#### Labeled-object pointing entries
------------

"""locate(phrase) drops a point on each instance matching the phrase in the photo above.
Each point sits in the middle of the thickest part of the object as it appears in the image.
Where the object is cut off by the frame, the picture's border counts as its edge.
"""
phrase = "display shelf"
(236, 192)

------------

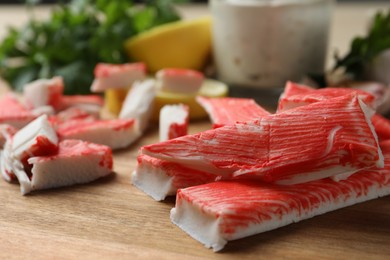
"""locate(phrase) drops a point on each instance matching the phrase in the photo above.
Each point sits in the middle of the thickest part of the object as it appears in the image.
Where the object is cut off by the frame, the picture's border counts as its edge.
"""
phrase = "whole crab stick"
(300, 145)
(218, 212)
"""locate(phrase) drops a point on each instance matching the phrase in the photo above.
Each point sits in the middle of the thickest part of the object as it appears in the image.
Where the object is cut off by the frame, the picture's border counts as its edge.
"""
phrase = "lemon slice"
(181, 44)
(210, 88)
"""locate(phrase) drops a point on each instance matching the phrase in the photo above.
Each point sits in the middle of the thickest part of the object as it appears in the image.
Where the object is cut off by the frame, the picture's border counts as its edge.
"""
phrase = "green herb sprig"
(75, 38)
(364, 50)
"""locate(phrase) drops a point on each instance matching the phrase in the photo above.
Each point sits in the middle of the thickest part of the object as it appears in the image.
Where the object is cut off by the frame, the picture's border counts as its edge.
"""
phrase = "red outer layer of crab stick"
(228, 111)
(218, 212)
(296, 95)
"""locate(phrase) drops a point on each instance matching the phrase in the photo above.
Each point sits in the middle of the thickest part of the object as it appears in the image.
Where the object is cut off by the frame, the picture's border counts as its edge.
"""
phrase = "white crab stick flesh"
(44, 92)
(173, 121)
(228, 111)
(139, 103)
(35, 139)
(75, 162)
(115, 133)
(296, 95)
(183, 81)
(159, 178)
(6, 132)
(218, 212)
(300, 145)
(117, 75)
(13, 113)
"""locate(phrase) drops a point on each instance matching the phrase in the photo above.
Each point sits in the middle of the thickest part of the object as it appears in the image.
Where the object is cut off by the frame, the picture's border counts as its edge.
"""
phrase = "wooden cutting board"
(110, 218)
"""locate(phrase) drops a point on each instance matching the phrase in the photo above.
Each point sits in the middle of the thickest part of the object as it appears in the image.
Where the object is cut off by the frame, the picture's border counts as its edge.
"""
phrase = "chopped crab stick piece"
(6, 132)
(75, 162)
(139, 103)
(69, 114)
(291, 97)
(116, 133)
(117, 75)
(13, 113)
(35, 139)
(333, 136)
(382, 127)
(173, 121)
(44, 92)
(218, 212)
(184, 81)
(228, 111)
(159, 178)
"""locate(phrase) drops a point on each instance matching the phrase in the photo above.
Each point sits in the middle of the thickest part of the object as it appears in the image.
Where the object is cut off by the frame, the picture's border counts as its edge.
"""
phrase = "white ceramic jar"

------------

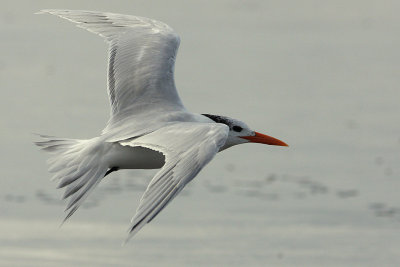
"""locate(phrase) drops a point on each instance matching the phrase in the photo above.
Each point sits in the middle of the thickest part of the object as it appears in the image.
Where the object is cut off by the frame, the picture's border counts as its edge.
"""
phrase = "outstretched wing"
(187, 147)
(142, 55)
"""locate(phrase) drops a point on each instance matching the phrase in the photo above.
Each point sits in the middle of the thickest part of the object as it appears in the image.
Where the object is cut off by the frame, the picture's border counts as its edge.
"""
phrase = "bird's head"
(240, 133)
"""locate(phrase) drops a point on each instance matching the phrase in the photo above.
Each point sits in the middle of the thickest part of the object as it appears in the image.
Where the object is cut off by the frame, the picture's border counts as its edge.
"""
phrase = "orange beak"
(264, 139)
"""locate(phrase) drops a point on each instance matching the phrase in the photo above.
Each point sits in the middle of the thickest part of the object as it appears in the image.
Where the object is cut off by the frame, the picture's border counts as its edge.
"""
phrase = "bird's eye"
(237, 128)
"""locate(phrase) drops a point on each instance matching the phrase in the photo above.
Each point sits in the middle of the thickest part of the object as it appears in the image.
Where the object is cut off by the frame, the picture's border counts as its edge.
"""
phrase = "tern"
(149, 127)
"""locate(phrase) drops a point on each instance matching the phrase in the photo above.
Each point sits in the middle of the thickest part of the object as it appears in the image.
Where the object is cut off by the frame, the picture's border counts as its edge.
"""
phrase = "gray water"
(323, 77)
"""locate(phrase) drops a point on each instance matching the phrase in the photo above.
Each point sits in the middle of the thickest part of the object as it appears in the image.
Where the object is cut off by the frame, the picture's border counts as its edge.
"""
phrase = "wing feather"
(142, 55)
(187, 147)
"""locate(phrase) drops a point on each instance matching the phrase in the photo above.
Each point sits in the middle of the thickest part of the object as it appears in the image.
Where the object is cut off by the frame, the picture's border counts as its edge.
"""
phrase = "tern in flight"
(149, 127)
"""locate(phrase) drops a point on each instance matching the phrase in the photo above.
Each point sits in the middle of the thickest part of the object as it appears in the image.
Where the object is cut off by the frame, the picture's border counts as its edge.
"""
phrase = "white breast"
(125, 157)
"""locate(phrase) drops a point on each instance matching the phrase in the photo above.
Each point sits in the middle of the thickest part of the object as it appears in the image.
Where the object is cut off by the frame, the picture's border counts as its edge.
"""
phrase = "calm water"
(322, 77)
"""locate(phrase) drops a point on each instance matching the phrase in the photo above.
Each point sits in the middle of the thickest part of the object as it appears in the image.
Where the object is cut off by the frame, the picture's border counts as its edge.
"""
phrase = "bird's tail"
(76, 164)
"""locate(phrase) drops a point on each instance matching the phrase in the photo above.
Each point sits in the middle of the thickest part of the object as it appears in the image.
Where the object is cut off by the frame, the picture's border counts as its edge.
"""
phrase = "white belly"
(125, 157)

------------

#### What is asked
Please gather every line of the records above that contains the word "bird", treating uppercase and lowercase as distinct.

#### Result of the task
phrase = "bird's head"
phrase = "bird's eye"
phrase = "bird's tail"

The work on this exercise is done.